Dataset entries
——

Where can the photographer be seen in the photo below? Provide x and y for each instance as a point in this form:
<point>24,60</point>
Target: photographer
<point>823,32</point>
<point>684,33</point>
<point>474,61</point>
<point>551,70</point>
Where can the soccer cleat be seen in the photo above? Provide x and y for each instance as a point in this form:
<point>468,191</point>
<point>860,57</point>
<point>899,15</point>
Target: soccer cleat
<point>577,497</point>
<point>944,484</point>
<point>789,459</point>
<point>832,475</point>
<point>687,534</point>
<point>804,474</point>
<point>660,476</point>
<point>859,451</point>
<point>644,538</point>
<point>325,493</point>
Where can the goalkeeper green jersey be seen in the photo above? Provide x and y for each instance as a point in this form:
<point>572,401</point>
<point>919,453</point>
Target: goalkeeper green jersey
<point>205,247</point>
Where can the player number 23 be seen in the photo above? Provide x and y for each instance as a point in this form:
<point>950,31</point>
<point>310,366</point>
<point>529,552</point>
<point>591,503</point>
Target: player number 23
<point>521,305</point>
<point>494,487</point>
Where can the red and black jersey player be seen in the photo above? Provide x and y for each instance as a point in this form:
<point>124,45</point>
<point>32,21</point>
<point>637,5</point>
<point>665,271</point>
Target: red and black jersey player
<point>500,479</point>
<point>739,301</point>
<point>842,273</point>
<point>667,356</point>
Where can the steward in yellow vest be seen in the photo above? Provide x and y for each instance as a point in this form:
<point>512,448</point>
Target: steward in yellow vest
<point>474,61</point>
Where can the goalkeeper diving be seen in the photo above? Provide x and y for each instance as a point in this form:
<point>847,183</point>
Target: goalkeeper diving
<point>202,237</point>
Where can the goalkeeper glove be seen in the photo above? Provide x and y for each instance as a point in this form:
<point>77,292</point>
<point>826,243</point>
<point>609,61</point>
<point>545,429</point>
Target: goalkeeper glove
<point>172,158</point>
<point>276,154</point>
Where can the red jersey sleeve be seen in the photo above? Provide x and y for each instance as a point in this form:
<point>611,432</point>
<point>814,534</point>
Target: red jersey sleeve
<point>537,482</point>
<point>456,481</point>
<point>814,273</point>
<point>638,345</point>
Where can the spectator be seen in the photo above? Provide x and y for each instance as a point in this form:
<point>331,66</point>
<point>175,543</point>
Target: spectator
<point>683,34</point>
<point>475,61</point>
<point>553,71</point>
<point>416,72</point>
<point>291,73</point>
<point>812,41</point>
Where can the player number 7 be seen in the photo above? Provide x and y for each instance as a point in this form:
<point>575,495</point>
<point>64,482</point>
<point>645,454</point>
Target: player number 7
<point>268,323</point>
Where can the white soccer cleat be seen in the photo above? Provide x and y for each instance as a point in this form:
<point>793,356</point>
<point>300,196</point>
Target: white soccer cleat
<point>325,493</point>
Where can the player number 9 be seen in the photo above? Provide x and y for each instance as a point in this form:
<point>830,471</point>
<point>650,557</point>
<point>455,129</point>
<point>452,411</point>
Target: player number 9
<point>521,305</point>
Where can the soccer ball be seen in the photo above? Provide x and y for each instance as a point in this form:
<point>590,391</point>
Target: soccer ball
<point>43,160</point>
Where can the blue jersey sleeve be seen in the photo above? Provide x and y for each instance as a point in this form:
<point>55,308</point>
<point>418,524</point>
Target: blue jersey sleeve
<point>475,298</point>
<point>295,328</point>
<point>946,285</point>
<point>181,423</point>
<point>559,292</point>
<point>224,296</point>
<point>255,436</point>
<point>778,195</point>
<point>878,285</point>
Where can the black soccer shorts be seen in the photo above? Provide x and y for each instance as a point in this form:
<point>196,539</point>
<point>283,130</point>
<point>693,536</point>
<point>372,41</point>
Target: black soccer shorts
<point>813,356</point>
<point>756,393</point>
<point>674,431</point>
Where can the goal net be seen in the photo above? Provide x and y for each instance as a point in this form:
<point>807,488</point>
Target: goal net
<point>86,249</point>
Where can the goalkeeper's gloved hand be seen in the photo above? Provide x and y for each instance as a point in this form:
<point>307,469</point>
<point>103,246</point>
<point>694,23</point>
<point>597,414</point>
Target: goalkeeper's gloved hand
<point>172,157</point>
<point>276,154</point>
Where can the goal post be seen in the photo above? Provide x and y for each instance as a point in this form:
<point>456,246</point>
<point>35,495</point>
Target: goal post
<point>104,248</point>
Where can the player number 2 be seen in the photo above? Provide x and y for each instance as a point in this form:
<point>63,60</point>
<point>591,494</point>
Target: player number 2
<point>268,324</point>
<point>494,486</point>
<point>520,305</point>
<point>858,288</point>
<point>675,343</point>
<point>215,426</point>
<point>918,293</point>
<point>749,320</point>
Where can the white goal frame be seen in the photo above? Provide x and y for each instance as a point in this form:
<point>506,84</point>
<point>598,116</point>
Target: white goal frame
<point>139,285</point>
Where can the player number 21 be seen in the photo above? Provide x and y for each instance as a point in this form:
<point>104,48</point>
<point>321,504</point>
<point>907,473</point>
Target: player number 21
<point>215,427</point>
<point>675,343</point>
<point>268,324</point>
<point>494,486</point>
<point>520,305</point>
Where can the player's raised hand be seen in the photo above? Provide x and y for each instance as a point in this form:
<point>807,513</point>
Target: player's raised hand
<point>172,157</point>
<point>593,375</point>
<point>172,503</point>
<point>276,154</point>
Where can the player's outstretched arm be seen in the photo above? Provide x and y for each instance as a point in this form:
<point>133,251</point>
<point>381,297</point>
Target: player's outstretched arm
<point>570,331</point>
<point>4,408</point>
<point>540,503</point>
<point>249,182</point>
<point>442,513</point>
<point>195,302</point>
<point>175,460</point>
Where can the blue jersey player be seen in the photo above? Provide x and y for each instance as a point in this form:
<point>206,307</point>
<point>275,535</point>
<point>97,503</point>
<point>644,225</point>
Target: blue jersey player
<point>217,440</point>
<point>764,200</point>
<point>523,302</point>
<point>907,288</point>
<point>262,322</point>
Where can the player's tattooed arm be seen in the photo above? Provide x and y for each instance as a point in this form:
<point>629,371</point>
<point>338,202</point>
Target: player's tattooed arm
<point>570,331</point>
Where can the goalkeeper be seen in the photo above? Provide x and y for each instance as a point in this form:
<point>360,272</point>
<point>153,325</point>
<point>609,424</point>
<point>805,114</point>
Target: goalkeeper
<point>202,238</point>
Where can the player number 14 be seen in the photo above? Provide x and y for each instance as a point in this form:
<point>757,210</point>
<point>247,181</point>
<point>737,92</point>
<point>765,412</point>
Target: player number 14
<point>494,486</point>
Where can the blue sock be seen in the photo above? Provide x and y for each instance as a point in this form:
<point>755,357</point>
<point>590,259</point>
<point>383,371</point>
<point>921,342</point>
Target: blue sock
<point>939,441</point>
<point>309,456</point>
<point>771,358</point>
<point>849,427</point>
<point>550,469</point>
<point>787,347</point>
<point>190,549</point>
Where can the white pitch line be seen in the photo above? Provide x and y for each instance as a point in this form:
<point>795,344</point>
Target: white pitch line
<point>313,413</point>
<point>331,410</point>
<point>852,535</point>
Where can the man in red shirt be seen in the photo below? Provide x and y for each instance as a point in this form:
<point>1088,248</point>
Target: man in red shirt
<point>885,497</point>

——

### TASK REQUIREMENTS
Up to and including the line with "<point>665,271</point>", restate the records above word for word from the very first line.

### EXERCISE RESPONSE
Where can the photographer be seen in the photo below? Provide x and y for each instance as a point in this form:
<point>24,60</point>
Target: photographer
<point>823,32</point>
<point>684,33</point>
<point>474,61</point>
<point>551,70</point>
Where can the soccer cleat be seen in the photo above? Provide x and y for each instance as a point in this form:
<point>468,191</point>
<point>860,57</point>
<point>899,15</point>
Target: soccer cleat
<point>577,497</point>
<point>944,484</point>
<point>789,459</point>
<point>832,475</point>
<point>687,534</point>
<point>804,474</point>
<point>660,476</point>
<point>859,451</point>
<point>644,538</point>
<point>325,493</point>
Where can the goalkeeper green jersey be seen in the photo above? Provide x and y for each instance as a point in this form:
<point>572,401</point>
<point>919,453</point>
Target: goalkeeper green jersey
<point>205,247</point>
Where can the player number 23 be seen in the photo above? Provide x and y for each instance as a point in this form:
<point>950,31</point>
<point>310,366</point>
<point>529,552</point>
<point>591,503</point>
Target: player number 23
<point>521,305</point>
<point>494,487</point>
Where can the red and black jersey player be seen in the photo above? Provide x and y for each instance as a point in this form:
<point>124,45</point>
<point>32,21</point>
<point>637,5</point>
<point>665,271</point>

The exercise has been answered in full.